What to work on
Write the entries out exactly, with the final line being the one containing "Please complete this annotation. The target class is shoreline".

━━ Provided data ━━

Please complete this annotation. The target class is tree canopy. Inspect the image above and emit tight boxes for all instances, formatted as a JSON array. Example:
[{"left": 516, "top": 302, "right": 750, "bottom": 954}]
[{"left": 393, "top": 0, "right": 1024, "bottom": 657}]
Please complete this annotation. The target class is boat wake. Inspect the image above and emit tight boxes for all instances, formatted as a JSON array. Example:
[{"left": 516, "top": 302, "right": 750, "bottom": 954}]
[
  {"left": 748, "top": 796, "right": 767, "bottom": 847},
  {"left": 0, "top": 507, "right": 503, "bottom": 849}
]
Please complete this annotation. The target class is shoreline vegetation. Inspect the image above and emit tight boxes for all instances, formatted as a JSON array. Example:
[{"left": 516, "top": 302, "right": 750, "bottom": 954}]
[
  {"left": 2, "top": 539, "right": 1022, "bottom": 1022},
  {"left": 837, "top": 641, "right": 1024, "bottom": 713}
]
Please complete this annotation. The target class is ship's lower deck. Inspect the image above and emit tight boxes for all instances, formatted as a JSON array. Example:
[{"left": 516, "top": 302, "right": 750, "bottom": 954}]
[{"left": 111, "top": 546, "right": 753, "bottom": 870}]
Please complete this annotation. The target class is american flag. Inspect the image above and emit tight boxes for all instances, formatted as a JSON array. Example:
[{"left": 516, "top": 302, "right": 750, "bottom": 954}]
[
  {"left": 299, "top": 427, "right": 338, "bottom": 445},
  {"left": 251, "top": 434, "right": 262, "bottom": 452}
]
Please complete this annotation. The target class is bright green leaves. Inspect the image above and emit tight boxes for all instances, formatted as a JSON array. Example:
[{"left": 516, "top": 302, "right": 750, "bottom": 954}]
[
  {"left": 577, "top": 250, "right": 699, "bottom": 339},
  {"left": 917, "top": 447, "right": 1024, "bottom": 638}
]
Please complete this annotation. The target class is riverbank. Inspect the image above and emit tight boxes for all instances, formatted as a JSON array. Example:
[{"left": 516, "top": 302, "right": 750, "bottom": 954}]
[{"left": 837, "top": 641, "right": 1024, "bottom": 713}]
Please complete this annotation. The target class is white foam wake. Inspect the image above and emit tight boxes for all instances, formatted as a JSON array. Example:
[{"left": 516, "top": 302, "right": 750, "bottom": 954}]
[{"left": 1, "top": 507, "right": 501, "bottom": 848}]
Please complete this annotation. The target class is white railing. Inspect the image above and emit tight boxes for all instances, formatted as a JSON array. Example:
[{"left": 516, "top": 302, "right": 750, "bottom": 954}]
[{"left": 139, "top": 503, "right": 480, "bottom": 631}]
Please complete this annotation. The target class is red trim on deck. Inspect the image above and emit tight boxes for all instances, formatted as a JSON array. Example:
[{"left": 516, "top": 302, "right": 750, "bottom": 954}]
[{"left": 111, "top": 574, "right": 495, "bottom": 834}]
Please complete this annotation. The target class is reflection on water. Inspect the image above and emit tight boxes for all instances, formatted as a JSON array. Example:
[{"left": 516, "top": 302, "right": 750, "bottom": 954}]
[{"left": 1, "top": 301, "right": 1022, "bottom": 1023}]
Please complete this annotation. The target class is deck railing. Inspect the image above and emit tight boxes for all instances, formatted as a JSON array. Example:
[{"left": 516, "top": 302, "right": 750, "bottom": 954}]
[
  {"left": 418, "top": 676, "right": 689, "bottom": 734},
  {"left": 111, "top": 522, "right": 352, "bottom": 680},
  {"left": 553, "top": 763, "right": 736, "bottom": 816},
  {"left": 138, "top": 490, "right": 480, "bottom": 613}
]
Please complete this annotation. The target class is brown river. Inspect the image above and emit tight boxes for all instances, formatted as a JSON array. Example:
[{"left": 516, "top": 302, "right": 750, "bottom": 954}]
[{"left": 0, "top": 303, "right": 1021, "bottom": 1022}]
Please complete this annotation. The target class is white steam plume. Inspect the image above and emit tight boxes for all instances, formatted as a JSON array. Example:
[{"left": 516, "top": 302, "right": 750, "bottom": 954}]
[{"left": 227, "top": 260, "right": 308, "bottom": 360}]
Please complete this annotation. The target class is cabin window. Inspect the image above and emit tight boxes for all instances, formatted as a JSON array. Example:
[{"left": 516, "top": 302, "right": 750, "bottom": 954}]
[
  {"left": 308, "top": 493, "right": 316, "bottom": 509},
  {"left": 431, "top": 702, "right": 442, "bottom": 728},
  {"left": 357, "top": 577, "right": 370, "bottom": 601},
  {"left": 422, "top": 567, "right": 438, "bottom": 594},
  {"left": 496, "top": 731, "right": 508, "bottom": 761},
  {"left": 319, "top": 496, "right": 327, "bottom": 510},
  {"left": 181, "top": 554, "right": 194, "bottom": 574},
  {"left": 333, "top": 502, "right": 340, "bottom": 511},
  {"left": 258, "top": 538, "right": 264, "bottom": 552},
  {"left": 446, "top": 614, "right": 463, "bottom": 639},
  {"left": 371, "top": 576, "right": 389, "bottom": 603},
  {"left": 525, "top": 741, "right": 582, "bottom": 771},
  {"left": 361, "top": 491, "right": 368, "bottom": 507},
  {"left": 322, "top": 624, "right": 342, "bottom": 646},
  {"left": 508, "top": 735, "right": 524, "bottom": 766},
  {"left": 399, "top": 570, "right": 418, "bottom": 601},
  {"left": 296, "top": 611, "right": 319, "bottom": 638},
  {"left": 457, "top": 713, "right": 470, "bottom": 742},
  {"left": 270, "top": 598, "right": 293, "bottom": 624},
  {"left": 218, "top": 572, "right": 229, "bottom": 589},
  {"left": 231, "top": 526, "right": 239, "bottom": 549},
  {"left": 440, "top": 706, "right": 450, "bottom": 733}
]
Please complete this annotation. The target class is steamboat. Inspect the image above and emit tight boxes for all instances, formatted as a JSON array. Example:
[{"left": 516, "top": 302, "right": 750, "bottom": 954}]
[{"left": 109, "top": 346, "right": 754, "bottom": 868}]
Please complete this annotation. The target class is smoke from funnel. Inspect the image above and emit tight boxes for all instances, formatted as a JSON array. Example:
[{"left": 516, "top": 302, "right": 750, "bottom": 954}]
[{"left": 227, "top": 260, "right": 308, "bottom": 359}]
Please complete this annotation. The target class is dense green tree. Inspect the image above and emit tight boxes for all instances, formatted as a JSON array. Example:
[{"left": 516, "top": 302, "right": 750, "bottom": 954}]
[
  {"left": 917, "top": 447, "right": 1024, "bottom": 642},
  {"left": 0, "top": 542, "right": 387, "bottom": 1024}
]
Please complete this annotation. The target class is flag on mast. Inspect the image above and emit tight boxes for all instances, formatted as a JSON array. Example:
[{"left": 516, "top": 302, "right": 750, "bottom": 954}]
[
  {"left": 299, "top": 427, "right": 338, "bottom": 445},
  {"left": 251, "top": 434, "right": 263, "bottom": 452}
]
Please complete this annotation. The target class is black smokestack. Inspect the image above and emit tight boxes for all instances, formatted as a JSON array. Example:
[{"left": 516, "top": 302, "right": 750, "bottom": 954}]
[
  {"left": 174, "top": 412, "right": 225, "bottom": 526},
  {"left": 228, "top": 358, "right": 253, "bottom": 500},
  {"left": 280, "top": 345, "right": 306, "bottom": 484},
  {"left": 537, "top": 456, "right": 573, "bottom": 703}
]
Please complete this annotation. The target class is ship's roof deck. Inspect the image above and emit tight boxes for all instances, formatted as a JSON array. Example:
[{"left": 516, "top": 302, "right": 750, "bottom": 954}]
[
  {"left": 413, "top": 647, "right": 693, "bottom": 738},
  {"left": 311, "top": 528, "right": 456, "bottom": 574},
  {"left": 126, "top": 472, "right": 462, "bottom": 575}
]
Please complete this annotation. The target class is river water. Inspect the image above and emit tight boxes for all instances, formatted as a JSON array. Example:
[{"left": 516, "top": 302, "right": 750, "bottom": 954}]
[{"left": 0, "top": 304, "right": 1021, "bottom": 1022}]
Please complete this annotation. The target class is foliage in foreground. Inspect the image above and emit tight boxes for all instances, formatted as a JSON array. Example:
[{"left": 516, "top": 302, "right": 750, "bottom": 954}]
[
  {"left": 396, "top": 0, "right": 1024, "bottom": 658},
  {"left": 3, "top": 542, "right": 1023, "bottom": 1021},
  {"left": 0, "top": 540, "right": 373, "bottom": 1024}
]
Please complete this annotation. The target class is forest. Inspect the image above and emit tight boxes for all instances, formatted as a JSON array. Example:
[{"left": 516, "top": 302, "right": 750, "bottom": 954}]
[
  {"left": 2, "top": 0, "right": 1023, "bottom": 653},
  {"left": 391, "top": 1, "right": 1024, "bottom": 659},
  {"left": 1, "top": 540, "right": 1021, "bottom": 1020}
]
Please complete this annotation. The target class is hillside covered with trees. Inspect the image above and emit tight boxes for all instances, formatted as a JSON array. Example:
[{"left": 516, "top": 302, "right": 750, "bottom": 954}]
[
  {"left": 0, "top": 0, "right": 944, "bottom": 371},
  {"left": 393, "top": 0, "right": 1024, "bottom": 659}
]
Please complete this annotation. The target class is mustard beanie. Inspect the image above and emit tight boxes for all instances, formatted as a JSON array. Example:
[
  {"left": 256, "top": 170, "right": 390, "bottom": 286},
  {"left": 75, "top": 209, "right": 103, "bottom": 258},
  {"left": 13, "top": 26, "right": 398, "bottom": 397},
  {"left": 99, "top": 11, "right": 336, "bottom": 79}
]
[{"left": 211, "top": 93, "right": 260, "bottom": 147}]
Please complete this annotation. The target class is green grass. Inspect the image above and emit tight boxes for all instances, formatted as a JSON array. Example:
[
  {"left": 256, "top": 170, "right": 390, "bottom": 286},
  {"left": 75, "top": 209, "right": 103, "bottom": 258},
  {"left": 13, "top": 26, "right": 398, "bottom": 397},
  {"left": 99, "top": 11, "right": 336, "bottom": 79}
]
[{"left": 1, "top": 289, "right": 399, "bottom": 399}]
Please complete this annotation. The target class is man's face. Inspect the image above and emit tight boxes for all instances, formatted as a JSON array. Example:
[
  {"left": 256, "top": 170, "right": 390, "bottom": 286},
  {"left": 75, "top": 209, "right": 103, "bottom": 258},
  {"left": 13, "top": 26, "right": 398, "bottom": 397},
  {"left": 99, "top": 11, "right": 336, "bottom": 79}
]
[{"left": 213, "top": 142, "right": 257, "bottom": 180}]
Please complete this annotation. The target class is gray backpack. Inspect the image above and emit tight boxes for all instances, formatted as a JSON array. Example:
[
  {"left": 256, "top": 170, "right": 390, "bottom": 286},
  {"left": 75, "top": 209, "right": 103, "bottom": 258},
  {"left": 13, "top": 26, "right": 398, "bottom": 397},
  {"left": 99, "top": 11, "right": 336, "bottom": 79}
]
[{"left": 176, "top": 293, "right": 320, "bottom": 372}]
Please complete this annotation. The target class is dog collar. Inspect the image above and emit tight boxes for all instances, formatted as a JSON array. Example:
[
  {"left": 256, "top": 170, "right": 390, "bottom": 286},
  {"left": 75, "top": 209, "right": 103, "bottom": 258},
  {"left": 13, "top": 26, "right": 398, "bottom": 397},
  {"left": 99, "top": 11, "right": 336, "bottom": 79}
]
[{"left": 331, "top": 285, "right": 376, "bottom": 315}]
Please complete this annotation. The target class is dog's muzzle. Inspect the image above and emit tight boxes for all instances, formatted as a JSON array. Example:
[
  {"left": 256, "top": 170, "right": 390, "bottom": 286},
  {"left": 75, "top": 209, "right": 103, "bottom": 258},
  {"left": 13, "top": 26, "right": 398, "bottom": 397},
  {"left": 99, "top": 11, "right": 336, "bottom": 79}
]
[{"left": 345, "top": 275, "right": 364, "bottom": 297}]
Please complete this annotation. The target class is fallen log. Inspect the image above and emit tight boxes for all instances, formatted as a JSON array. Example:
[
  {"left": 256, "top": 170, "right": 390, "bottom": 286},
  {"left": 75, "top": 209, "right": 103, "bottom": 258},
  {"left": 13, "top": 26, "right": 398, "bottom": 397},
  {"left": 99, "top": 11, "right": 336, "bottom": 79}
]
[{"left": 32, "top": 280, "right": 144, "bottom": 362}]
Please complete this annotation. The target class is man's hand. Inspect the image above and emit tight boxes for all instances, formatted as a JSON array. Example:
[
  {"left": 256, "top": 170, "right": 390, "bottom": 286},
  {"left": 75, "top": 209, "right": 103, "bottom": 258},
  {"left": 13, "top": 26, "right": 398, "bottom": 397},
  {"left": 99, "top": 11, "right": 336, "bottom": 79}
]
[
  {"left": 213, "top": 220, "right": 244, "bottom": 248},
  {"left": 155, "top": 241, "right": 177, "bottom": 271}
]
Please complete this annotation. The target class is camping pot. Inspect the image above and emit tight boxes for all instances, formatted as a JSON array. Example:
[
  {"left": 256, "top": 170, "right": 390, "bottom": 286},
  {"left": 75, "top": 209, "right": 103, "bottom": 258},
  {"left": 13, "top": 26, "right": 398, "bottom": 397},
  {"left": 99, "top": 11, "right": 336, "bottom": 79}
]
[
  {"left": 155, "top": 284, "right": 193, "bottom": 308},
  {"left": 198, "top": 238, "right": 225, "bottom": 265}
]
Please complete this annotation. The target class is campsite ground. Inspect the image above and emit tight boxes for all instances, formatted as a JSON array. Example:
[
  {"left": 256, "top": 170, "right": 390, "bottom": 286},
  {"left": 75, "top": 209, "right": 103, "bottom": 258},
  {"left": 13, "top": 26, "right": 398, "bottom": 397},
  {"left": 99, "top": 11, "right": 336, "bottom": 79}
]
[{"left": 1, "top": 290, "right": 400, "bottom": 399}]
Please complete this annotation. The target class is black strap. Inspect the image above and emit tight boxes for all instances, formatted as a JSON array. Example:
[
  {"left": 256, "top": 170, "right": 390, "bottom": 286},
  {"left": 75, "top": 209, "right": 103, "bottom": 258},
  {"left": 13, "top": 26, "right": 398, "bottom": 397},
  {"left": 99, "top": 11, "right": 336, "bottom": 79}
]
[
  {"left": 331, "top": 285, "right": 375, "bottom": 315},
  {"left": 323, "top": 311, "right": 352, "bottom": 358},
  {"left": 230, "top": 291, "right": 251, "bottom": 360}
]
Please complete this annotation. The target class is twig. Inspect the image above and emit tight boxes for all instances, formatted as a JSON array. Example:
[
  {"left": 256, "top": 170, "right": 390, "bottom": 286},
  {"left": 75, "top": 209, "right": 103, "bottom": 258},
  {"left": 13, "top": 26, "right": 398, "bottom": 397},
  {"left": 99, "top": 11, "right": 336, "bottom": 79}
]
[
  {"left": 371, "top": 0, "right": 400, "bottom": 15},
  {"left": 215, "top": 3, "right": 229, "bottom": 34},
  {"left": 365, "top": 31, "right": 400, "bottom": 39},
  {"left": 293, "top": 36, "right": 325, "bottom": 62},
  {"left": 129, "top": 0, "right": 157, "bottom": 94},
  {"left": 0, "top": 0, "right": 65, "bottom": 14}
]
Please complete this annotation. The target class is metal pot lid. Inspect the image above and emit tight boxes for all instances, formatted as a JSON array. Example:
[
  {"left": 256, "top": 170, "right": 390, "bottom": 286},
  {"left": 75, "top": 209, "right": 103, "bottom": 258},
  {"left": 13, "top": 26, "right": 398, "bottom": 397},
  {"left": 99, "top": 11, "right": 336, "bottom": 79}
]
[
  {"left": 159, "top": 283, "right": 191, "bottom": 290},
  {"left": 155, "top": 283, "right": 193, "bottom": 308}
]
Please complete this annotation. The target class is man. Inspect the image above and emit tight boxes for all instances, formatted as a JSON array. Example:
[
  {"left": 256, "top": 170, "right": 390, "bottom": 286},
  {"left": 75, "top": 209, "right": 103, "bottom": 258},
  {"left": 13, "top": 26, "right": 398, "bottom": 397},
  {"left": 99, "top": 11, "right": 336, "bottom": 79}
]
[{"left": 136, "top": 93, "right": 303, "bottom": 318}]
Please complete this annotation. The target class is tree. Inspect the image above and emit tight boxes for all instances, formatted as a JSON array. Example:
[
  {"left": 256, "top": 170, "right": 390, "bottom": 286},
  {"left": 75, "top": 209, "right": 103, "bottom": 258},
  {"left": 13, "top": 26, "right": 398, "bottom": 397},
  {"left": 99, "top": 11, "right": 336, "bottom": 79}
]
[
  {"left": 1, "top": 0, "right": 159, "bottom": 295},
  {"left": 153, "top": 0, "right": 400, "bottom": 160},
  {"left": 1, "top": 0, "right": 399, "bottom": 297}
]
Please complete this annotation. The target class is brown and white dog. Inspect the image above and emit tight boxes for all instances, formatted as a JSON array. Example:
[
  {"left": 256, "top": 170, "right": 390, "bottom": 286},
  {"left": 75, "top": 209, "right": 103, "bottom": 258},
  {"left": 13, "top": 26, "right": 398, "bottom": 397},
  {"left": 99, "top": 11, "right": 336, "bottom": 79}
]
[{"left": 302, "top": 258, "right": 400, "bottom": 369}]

━━━

Problem solution
Please complete this annotation. The target class is tree canopy. Inspect the image above and emit tight boxes for all instances, formatted as a JSON array. Example:
[{"left": 516, "top": 302, "right": 750, "bottom": 954}]
[{"left": 393, "top": 0, "right": 1024, "bottom": 657}]
Please complete this annotation. The target class is boat wake. Inspect the image above and emit tight boxes for all instances, formatted as a JSON array. Example:
[{"left": 516, "top": 302, "right": 750, "bottom": 954}]
[
  {"left": 748, "top": 796, "right": 767, "bottom": 847},
  {"left": 0, "top": 507, "right": 503, "bottom": 849}
]
Please complete this annotation. The target class is shoreline vegetation. Inspect the image above and emit tight boxes for all instances, formatted as a JSON array. Example:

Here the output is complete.